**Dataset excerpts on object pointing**
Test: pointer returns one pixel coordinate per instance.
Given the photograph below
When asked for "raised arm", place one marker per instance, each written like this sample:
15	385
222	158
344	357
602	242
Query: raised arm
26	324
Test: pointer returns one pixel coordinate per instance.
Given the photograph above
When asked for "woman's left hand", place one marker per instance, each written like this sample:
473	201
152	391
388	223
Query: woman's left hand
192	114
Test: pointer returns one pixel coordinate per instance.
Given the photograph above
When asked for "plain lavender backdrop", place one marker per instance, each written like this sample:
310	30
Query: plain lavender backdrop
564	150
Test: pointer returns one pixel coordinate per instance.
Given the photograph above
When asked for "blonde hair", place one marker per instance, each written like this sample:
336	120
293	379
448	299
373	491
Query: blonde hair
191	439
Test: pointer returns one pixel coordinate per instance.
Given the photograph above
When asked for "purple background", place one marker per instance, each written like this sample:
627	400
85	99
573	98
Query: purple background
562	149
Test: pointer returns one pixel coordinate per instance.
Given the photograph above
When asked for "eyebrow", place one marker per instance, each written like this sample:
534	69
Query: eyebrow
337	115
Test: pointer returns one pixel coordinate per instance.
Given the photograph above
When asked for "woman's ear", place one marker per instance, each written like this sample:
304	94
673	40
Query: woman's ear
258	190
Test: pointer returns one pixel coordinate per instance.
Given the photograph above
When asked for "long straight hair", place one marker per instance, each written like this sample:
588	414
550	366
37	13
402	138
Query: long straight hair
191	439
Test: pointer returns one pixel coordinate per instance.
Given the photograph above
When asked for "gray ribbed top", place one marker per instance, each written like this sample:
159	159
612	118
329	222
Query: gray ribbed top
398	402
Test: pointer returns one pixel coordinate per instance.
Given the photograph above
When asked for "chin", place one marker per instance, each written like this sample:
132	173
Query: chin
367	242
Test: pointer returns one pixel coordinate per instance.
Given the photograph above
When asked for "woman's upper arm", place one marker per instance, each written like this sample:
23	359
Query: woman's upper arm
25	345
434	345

**Directions for this task**
Above are some records; extract every one of them exactly.

**Result of the task**
Test: pointer returns one pixel coordinate per instance.
Given the photograph below
When asked for "raised arm", place one marker per instance, each written like this sample:
15	385
222	158
344	357
602	242
Query: raised arm
26	324
Test: pointer returns one pixel coordinate per instance.
Given the photograph above
When asked for "woman's left hand", place one marker per instance, each written like this sample:
473	201
152	391
388	223
Query: woman's left hand
192	114
Test: pointer returns one pixel coordinate per instance.
Given the photograph above
When asked for "plain lavender backdrop", place one marker per instance, each written like this sample:
310	30
Query: plain lavender backdrop
564	150
Test: pointer returns one pixel coordinate per instance.
Given the photograph above
When asked for "blonde hair", place one marker per instance, each written like this sample:
336	120
293	379
448	299
373	491
Query: blonde hair
191	439
Test: pointer returns one pixel coordinate per instance.
Given the photograph above
When asked for "purple background", place one marker per instance, each written like this sample:
627	400
85	99
573	98
Query: purple background
562	149
Test: pointer returns one pixel coordinate per instance.
Given the photograph above
When asked for "eyebrow", place one marker per instance, each written like this sample:
534	69
Query: eyebrow
337	115
Test: pointer returns one pixel coordinate per instance.
Given the photograph above
When asked for "woman's ear", place one marker per instance, each written like this sample:
304	94
673	40
Query: woman's ear
258	190
Test: pointer returns one pixel coordinate per instance.
Given the photograph above
When asked for "long straight hair", place one marker per instance, each written like this sample:
588	414
550	366
37	13
402	138
Query: long straight hair
191	439
Test: pointer returns one pixel coordinate per instance.
Given the photograph above
When asked for "gray ribbed top", place one marker per instance, each written like this sample:
159	159
612	118
329	222
Query: gray ribbed top
398	402
Test: pointer returns one pixel coordinate per instance.
Given the photograph above
When asked for "chin", place one marker per instance, each written like this sample:
132	173
Query: chin
367	242
Test: pointer returns one pixel coordinate per instance.
Given the photograph above
When asked for "woman's upper arm", place one marker per instance, each written like this sample:
23	359
Query: woman's upper arm
25	345
434	345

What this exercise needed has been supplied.